Matt Bristow-Smith, the principal at Edgecombe Early College High School and North Carolina Principal of the Year for 2019, knows the stories of his students. 

“Every kid has a narrative,” said Bristow-Smith, who has been at the head of the early college for five years. “You need to know them in a small school.”

When one student’s grandfather committed suicide in the family home they share, the principal was the first person called.

“That was the week of our exams,” the student said. “Mr. Smith did not hesitate a minute to come to my house and make sure I was OK.”

The student, who was in the next-to-last year at Edgecombe ECHS, said Bristow-Smith contacted college instructors at Edgecombe Community College. Met with understanding and support, said the student, “There was just this sense of like, ‘I don’t have to worry about all of this.’”

“I know that’s an extreme situation but, you figure, we live in eastern North Carolina,” the student said. “There’s a lot of poverty. There’s a lot of families who have situations that they can’t control happen, and Mr. Smith and this staff will never turn us away or say they can’t help or that that’s not their problem. They have the biggest hearts that I’ve ever seen to be a school staff.”

Although this past year has kept Bristow-Smith busier than ever, traveling to engagements throughout the state and sitting as an advisor on the State Board of Education, he is deeply involved in students’ lives and in their education. He remains close to students’ educational journeys in several ways instead of falling into a solely administrative role. During a hot October day this fall, Bristow-Smith was changing into jeans and a T-shirt to help students with construction outside.

- Set task 1 -
Reproduce the passage about the Edgecombe Early College High School principal word for word, from start to finish.
The text and the listing have no connection to each other.

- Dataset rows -
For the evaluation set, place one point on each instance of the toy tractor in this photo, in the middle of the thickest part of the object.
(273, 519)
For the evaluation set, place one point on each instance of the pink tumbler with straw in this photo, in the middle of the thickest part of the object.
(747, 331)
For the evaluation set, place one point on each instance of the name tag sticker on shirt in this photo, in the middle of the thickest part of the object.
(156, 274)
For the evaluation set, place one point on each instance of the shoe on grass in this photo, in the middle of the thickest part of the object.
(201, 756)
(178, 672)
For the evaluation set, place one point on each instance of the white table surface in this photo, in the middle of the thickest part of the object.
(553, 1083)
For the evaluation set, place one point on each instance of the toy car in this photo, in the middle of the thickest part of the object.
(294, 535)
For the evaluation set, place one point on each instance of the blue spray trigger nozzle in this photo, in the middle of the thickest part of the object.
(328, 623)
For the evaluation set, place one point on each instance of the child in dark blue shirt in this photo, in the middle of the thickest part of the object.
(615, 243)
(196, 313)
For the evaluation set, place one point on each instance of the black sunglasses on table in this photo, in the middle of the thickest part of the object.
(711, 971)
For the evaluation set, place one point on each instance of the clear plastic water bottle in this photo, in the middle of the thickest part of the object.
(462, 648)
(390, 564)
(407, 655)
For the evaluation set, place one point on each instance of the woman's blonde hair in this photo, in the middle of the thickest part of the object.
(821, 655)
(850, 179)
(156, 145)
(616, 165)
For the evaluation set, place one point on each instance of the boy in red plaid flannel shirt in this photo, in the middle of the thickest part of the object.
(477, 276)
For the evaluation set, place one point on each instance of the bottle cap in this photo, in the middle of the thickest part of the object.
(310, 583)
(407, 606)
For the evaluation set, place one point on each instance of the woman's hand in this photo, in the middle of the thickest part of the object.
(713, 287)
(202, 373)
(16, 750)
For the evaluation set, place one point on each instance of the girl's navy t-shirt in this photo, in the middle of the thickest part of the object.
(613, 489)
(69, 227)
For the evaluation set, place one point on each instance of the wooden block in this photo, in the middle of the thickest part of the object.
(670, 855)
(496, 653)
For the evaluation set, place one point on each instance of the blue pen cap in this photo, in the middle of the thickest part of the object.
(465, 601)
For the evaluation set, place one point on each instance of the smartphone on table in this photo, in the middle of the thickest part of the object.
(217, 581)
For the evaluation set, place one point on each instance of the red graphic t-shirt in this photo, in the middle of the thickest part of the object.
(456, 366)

- Set task 2 -
Return every line of the listing that contains the word "bottle".

- Expected output 1 -
Matt Bristow-Smith, the principal at Edgecombe Early College High School and North Carolina Principal of the Year for 2019, knows the stories of his students. 

“Every kid has a narrative,” said Bristow-Smith, who has been at the head of the early college for five years. “You need to know them in a small school.”

When one student’s grandfather committed suicide in the family home they share, the principal was the first person called.

“That was the week of our exams,” the student said. “Mr. Smith did not hesitate a minute to come to my house and make sure I was OK.”

The student, who was in the next-to-last year at Edgecombe ECHS, said Bristow-Smith contacted college instructors at Edgecombe Community College. Met with understanding and support, said the student, “There was just this sense of like, ‘I don’t have to worry about all of this.’”

“I know that’s an extreme situation but, you figure, we live in eastern North Carolina,” the student said. “There’s a lot of poverty. There’s a lot of families who have situations that they can’t control happen, and Mr. Smith and this staff will never turn us away or say they can’t help or that that’s not their problem. They have the biggest hearts that I’ve ever seen to be a school staff.”

Although this past year has kept Bristow-Smith busier than ever, traveling to engagements throughout the state and sitting as an advisor on the State Board of Education, he is deeply involved in students’ lives and in their education. He remains close to students’ educational journeys in several ways instead of falling into a solely administrative role. During a hot October day this fall, Bristow-Smith was changing into jeans and a T-shirt to help students with construction outside.

- Expected output 2 -
For the evaluation set, place one point on each instance of the clear plastic water bottle in this photo, in the middle of the thickest part of the object.
For the evaluation set, place one point on each instance of the bottle cap in this photo, in the middle of the thickest part of the object.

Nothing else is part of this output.